- **PROBLEM REQUIREMENTS**
Rewrite all of the data below with "Mark the region of" changed to "Outline" everywhere it occurs, leaving everything else untouched.
-------- DATA SHOWN
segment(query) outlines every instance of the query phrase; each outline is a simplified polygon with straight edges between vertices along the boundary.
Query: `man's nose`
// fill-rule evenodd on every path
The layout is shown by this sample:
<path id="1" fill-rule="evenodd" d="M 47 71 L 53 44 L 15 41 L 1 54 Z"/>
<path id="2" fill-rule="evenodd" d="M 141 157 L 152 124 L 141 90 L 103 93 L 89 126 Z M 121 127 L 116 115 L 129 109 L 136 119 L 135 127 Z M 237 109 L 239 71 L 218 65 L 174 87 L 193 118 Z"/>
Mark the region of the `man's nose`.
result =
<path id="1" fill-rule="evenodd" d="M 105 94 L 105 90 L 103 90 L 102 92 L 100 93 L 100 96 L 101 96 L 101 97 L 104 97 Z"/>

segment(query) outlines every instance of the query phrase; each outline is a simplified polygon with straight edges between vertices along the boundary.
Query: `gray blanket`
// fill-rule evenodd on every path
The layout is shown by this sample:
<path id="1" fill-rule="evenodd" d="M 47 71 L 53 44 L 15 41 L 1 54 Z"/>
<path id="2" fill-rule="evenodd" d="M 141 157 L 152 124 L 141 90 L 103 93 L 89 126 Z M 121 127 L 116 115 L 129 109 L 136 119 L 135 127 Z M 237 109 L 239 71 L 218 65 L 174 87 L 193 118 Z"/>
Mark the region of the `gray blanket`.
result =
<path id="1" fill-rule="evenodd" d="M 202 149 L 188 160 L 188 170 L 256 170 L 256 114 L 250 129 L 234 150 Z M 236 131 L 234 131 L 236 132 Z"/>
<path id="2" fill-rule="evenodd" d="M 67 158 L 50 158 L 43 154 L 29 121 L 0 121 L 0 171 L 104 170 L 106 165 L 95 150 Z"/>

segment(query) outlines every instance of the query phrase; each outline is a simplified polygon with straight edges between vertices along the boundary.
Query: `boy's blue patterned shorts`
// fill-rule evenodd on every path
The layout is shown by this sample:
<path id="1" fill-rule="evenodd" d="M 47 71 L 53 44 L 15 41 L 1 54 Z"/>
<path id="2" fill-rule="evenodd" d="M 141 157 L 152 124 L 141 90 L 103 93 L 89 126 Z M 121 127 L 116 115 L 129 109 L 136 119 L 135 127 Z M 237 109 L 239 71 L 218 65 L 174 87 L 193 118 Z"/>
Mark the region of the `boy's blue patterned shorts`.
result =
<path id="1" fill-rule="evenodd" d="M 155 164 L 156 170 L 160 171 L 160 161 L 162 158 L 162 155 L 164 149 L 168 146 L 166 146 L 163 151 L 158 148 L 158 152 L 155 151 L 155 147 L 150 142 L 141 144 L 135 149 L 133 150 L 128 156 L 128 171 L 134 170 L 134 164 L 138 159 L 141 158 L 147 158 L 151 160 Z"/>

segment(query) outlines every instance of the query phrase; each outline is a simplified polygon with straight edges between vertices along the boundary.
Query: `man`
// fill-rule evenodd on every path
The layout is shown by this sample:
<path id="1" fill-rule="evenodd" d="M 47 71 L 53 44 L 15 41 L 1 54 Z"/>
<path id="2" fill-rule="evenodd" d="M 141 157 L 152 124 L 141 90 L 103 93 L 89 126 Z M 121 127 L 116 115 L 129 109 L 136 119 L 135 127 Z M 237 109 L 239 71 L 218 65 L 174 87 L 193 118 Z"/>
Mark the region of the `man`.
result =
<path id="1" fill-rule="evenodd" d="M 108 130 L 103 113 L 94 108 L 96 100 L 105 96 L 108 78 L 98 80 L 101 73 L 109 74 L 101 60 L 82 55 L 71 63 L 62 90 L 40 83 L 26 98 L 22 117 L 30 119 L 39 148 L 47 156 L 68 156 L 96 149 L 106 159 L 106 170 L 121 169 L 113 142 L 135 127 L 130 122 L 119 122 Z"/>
----------------
- **FULL RESPONSE**
segment(query) outlines every instance of the query phrase; each outline is a simplified polygon with straight edges between vertices along the boundary.
Query: `man's nose`
// fill-rule evenodd on every path
The layout is shown by this sample:
<path id="1" fill-rule="evenodd" d="M 47 71 L 53 44 L 15 41 L 1 54 Z"/>
<path id="2" fill-rule="evenodd" d="M 141 157 L 152 124 L 141 90 L 103 93 L 89 126 Z M 121 127 L 116 115 L 129 109 L 136 119 L 135 127 Z M 237 109 L 239 71 L 218 65 L 174 87 L 193 118 Z"/>
Outline the `man's nose`.
result =
<path id="1" fill-rule="evenodd" d="M 105 94 L 105 90 L 103 90 L 102 92 L 100 93 L 100 96 L 101 96 L 101 97 L 104 97 Z"/>

segment(query) outlines every instance of the query phrase; each outline is a simplified polygon with straight edges between vertices along the boundary.
Query: `gray blanket`
// fill-rule evenodd on every path
The layout is shown by this sample:
<path id="1" fill-rule="evenodd" d="M 47 71 L 53 44 L 15 41 L 1 54 Z"/>
<path id="2" fill-rule="evenodd" d="M 141 157 L 152 124 L 141 90 L 103 93 L 89 126 Z M 121 127 L 116 115 L 129 109 L 136 119 L 135 127 Z M 237 109 L 239 71 L 218 65 L 174 87 L 193 118 Z"/>
Outline the `gray blanket`.
result =
<path id="1" fill-rule="evenodd" d="M 202 149 L 188 160 L 188 170 L 256 170 L 256 114 L 250 129 L 234 150 Z M 236 131 L 234 131 L 236 132 Z"/>
<path id="2" fill-rule="evenodd" d="M 67 158 L 50 158 L 43 154 L 29 121 L 0 121 L 0 171 L 104 170 L 106 165 L 95 150 Z"/>

segment(query) outlines every instance of the query phrase; each outline is a simplified polygon with straight edges between vertices along the boundary.
Query: `boy's blue patterned shorts`
// fill-rule evenodd on every path
The layout is shown by this sample:
<path id="1" fill-rule="evenodd" d="M 47 71 L 53 44 L 15 41 L 1 54 Z"/>
<path id="2" fill-rule="evenodd" d="M 141 157 L 152 124 L 141 90 L 103 93 L 89 126 Z M 121 127 L 116 115 L 129 109 L 136 119 L 135 127 Z M 237 109 L 239 71 L 218 65 L 174 87 L 193 118 Z"/>
Outline the `boy's blue patterned shorts`.
result =
<path id="1" fill-rule="evenodd" d="M 155 164 L 156 170 L 160 171 L 160 161 L 162 158 L 162 155 L 164 149 L 168 146 L 166 146 L 163 151 L 158 148 L 158 152 L 155 151 L 155 147 L 150 142 L 141 144 L 135 149 L 133 150 L 128 156 L 128 171 L 134 170 L 134 164 L 138 159 L 141 158 L 147 158 L 151 160 Z"/>

segment(query) outlines every instance of the query phrase; each outline is a simplified polygon with straight edges between vertices along the boundary.
Query: `man`
// fill-rule evenodd on every path
The layout is shown by this sample:
<path id="1" fill-rule="evenodd" d="M 47 71 L 53 44 L 15 41 L 1 54 Z"/>
<path id="2" fill-rule="evenodd" d="M 141 157 L 152 124 L 141 90 L 103 93 L 89 126 Z M 121 127 L 116 115 L 129 109 L 136 119 L 135 127 Z M 237 109 L 239 71 L 218 65 L 174 87 L 193 118 Z"/>
Outline the `man`.
result =
<path id="1" fill-rule="evenodd" d="M 108 130 L 103 113 L 94 108 L 96 100 L 105 96 L 108 78 L 98 80 L 101 73 L 109 74 L 101 60 L 82 55 L 71 63 L 62 90 L 40 83 L 26 98 L 22 117 L 30 119 L 39 148 L 47 156 L 68 156 L 96 149 L 106 159 L 106 170 L 121 169 L 113 142 L 135 127 L 130 122 L 119 122 Z"/>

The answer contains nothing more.